▶ [Work to be completed] No pictures belong in the copy. Restate the rest of the data exactly.

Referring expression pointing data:
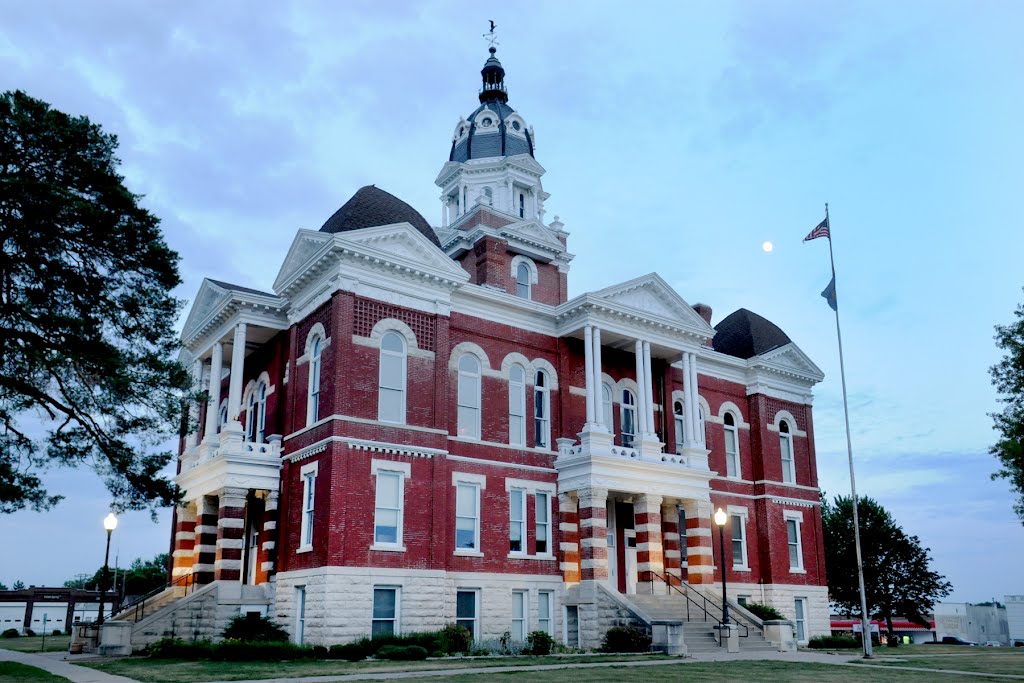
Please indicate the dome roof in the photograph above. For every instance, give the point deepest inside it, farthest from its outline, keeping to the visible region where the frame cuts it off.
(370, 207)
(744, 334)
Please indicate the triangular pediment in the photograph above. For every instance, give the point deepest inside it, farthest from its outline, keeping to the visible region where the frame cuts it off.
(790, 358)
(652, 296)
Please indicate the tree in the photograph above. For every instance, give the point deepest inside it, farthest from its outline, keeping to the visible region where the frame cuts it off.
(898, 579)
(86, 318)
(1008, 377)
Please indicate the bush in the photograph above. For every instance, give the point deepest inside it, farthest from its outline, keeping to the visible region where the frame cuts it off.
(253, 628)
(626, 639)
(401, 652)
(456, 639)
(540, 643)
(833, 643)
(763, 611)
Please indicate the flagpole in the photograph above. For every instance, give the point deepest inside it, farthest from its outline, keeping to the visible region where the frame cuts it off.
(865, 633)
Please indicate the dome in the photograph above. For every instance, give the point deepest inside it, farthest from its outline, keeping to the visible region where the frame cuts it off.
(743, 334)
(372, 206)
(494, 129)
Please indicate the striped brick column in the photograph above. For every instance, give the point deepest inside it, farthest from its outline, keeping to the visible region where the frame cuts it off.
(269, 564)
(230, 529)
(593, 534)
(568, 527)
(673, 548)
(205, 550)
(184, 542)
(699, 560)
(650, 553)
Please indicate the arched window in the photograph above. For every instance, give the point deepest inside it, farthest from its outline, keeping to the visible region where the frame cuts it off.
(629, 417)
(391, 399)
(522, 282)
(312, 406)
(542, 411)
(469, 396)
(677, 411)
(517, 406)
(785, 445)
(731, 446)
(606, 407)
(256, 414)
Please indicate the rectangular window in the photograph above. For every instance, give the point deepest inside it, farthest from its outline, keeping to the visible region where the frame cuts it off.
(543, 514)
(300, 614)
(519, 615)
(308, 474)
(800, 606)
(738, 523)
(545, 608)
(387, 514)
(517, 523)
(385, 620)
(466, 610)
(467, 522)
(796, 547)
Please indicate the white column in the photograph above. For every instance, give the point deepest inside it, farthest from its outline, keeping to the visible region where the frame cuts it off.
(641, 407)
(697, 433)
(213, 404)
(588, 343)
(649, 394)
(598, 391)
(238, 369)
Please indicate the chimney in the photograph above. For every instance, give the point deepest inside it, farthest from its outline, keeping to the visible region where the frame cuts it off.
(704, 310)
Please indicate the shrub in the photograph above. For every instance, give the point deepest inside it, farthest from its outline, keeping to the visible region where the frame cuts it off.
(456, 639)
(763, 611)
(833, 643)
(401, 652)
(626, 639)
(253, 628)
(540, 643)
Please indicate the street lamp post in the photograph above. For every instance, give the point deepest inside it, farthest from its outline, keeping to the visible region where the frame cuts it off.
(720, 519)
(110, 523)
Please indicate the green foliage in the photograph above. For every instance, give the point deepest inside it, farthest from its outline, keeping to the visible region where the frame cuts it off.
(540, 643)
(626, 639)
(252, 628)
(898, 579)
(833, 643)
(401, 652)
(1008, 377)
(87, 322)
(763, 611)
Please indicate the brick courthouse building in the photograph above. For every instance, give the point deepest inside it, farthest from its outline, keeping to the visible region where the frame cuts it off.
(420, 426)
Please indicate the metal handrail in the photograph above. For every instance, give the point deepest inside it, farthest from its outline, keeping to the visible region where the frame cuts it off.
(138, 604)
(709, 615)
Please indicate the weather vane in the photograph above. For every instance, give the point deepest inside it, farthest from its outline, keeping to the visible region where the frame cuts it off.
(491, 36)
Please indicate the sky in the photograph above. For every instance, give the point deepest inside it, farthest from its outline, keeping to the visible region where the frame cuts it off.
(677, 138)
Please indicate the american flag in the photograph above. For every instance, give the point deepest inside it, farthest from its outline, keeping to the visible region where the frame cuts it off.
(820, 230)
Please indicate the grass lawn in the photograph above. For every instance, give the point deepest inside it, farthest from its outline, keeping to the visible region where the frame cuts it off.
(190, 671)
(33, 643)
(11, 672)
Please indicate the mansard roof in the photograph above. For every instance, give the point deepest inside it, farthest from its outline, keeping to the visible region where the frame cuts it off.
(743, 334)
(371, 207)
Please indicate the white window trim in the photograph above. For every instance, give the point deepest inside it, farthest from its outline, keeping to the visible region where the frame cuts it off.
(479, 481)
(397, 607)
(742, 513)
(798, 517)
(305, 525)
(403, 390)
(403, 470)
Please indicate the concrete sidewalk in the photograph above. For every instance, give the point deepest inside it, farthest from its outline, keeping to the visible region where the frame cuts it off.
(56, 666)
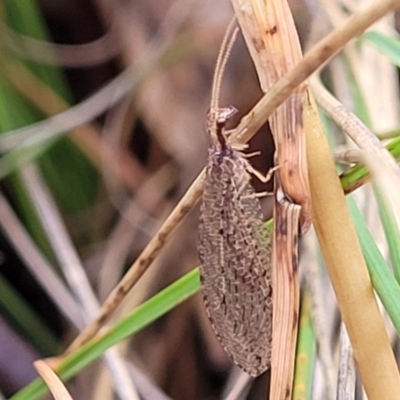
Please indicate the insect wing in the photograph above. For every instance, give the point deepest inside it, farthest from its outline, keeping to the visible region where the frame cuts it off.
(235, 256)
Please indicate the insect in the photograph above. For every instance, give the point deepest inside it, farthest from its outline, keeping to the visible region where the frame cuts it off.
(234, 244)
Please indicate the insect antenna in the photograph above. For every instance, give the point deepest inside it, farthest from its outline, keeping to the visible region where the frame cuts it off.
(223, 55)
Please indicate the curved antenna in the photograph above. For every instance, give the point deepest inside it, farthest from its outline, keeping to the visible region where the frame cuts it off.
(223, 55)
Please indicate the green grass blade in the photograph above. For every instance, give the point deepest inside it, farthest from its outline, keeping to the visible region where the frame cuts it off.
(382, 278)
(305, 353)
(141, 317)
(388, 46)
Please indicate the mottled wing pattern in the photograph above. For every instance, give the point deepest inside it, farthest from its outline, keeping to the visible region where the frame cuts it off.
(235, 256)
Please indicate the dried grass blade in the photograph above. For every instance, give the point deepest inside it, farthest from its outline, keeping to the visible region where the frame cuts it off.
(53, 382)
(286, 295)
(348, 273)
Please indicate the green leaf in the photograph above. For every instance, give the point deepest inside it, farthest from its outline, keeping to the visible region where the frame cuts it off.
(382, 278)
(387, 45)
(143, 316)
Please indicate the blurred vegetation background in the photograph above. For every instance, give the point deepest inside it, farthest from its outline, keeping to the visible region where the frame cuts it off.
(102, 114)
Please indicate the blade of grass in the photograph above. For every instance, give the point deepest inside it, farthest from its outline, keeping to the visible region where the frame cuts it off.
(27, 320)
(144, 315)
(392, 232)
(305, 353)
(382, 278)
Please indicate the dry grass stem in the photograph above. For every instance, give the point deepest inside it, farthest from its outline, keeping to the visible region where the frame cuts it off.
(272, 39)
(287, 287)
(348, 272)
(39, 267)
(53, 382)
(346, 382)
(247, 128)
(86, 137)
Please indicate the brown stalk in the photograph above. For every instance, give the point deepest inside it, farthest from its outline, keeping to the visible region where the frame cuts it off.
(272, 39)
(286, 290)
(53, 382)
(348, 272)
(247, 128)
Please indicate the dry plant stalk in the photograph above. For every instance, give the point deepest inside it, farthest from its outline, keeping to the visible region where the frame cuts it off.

▶ [Task answer]
Please indicate the dome roof in the photograph above. For every instance, give the point deepest inside it, farthest from its outline, keeping to the visible region where the frame cuts it off.
(370, 207)
(744, 334)
Please indicate the triangular pediment in the photograph above. For every instance, give the point deepest inside it, farthest from its outline, keeping to the visible region where the frame cuts it off.
(790, 358)
(652, 296)
Please indicate the tree in the photograph above. For every instance, give the point deepest inside it, farthest from its outline, keeping to the visible region where the frame cuts it off.
(898, 579)
(86, 318)
(1008, 377)
Please indicate the bush in the photograph above. For every instance, give the point deepest inside it, farthest from its outline, keeping to the visible region where the frame cuts it off.
(253, 628)
(626, 639)
(401, 652)
(456, 639)
(540, 643)
(833, 643)
(763, 611)
Please indicate the flagpole in the photograph above. For every instance, give the point deepest inside it, farthest from its outline, keeping to the visible region where the frame cuts it off.
(865, 633)
Please indicate the dome in the photograph above. For every instance, give the point deepest inside it, farthest from its outline, keeping to the visible region where the frame cuts it off.
(743, 334)
(372, 206)
(494, 129)
Please indicate the striped brick column in the photograph above. For every instance, give the point deepest inside it, farthest from its outline, keeping to the visible region where the frame cuts it off.
(269, 564)
(230, 529)
(593, 534)
(568, 527)
(673, 548)
(205, 550)
(184, 542)
(699, 560)
(650, 553)
Please indicate the arched window in the photograph above. For every instance, give the point deepest inside it, farthest from its outline, keeping to the visible region where the frame cuts it off.
(629, 417)
(391, 399)
(522, 282)
(312, 406)
(542, 411)
(469, 396)
(677, 411)
(517, 406)
(785, 445)
(731, 446)
(606, 407)
(256, 414)
Please indicate the rectangular window in the photograph above. For every instance, give the point deepest inside it, farthest from its outline, keeping to the visible region where the frame cuts it off.
(543, 514)
(300, 614)
(519, 615)
(308, 474)
(800, 606)
(738, 523)
(545, 608)
(387, 514)
(517, 523)
(385, 620)
(466, 610)
(467, 522)
(796, 547)
Please indicate the white column in the photograph above. For every instance, give the point deepest inside it, farthest from its outline, keeping to the visible region where the frame cuts it off.
(641, 407)
(697, 433)
(213, 404)
(588, 343)
(649, 394)
(598, 391)
(238, 369)
Please indicate the chimney in the photograph above. For every instance, give the point deepest inside it, farthest from its outline, keeping to the visible region where the frame cuts it off.
(704, 310)
Please indicate the shrub in the photograph above. For every instance, give the point deepest inside it, farthest from its outline, keeping to the visible region where the frame cuts it off.
(456, 639)
(763, 611)
(833, 643)
(401, 652)
(626, 639)
(253, 628)
(540, 643)
Please indicate the street lamp post in the photograph above. For every instance, give the point deepest inside it, farthest from its outline, keeping to the visible region where the frame cuts it off.
(720, 519)
(110, 523)
Please indicate the green foliage in the photograph above. For every instance, give the point deepest inside it, farthest from its outline, keeping to the visible region where the frame cuts it off.
(540, 643)
(626, 639)
(252, 628)
(898, 579)
(833, 643)
(401, 652)
(1008, 377)
(87, 322)
(763, 611)
Please indicate the brick courthouse building in the photograph above. For every instance, give the point deepest inside it, farthest from its outline, keeping to the visible region where the frame cuts it off.
(420, 426)
Please indicate the metal handrail in the photograph above. For every instance, give the point deepest inside it, farthest from its outline, keeping to the visible region where the frame cuts it off.
(138, 604)
(709, 615)
Please indicate the weather vane in the photograph above. For every instance, give the point deepest inside it, farthest from its outline, keeping to the visible region where the frame cuts it off.
(491, 36)
Please indicate the sky in the photograph above. For every instance, give the point deepest inside it, farthest from its outline, keeping to the visible region where the frame cuts it off.
(677, 138)
Please indicate the american flag in the photograph above. For every instance, give the point deepest inside it, farthest from its outline, keeping to the visible region where the frame cuts it off.
(820, 230)
Please indicate the grass lawn in the photograph above. For every instance, give the point deepest inside it, farthest from its outline, keeping to the visible region where the frame cuts it off.
(190, 671)
(33, 643)
(11, 672)
Please indicate the mansard roof in the photograph above. For every instance, give the point deepest inside it, farthest from its outline, keeping to the visible region where the frame cuts it off.
(743, 334)
(371, 207)
Please indicate the white window trim in the photograph above. For every instance, give the point deepest inside it, farthest from its outline, keeping to the visible region where the frame cuts it off.
(479, 481)
(397, 607)
(742, 513)
(798, 517)
(305, 525)
(403, 390)
(403, 470)
Please indicate the concrete sidewalk in the photograph above. For every instance, give the point deepest inside it, farthest from its outline, keeping to the visible region where the frame cuts it off.
(56, 666)
Please indicate the insect wing in the photograph above. For every instance, give the point deepest inside it, farthest from its outline, keeping to the visible region where the frame cuts it off.
(235, 256)
Please indicate the insect in the photograph above. For every instance, give the point deepest inside it, farthest from its outline, keeping to the visible region where the frame cuts it off.
(234, 244)
Please indicate the insect antenna in the photograph above. For every instance, give the point deepest inside it, farthest from its outline, keeping to the visible region where the frame cuts it off.
(223, 55)
Please indicate the curved antenna in the photograph above. For every instance, give the point deepest inside it, farthest from its outline, keeping to the visible region where the frame cuts it off.
(223, 55)
Please indicate the green grass blade in the photograph above. For every instance, give the point deepest inside it, farthest from its outline, keeping to the visible region where the frame cuts it off.
(382, 278)
(305, 353)
(141, 317)
(388, 46)
Please indicate the mottled wing pattern in the photograph above. For every instance, give the point deepest inside it, farthest from its outline, keeping to the visible region where the frame cuts it off.
(235, 256)
Please indicate the dried grass blade in the photograph above. For every instance, give the point deepest inside it, farthest from its outline, keeping to the visible region where the frame cuts it off.
(53, 382)
(286, 295)
(348, 273)
Please indicate the green leaf in the photograph above. For every instance, give the point deepest inside it, farthest from its outline, keeping to the visible region where the frame cuts it off.
(382, 278)
(387, 45)
(143, 316)
Please indicate the blurred vegetation background in the photograph above. For every instance, give the point deepest inside it, farthest from its outline, keeping to the visible region where the frame cuts it off.
(102, 114)
Please indicate the blade of grass in the photograph above. For every instance, give the point deepest inside it, farthest from its outline, keeping to the visible region where the frame cuts it off.
(27, 320)
(144, 315)
(392, 232)
(305, 353)
(382, 278)
Please indicate the dry grass stem in the photograph above. For every instance, give the point deepest inside it, farthest from its outline, keeping to the visible region where the frame cuts it off.
(272, 39)
(287, 287)
(348, 272)
(39, 267)
(53, 382)
(346, 382)
(247, 128)
(86, 137)
Please indicate the brown stalk in the photograph above. For every instance, give the point deepest inside it, farthest from its outline, keeping to the visible region where the frame cuts it off.
(272, 39)
(286, 290)
(53, 382)
(348, 272)
(247, 128)
Please indicate the dry plant stalk in the photograph above. For every instance, give the point deepest inside it, farthest from its outline, keeping to the visible region where the frame cuts it off.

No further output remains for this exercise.